AIM OF THE TASK
Every record that appears below should be transcribed exactly.

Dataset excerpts
================
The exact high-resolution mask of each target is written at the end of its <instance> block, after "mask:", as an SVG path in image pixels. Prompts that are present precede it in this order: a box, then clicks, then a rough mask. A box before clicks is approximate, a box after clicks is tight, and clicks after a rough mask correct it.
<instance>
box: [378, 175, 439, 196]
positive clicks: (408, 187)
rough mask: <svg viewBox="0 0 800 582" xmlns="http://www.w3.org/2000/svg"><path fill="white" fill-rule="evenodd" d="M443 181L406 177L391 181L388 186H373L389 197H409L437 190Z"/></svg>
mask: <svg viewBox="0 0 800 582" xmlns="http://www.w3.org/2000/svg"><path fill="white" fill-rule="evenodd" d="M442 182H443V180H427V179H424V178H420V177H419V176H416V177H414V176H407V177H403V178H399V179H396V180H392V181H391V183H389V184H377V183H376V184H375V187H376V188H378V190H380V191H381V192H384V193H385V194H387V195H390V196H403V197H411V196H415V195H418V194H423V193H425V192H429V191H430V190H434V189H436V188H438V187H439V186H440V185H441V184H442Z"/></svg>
================
ANSWER TO THIS PROBLEM
The exact high-resolution mask of each target is written at the end of its <instance> block, after "mask:", as an SVG path in image pixels. Prompts that are present precede it in this order: a box, then clicks, then a rough mask. A box before clicks is approximate, a box after clicks is tight, and clicks after a rough mask correct it.
<instance>
box: [378, 175, 439, 196]
positive clicks: (408, 187)
rough mask: <svg viewBox="0 0 800 582" xmlns="http://www.w3.org/2000/svg"><path fill="white" fill-rule="evenodd" d="M443 181L406 177L391 181L388 186H373L389 197H409L437 190Z"/></svg>
mask: <svg viewBox="0 0 800 582" xmlns="http://www.w3.org/2000/svg"><path fill="white" fill-rule="evenodd" d="M442 182H443V180H427V179H424V178H420V177H419V176H416V177H414V176H407V177H403V178H399V179H396V180H392V181H391V183H389V184H377V183H376V184H375V187H376V188H378V190H380V191H381V192H384V193H385V194H387V195H390V196H403V197H411V196H415V195H418V194H423V193H425V192H429V191H430V190H434V189H436V188H438V187H439V186H440V185H441V184H442Z"/></svg>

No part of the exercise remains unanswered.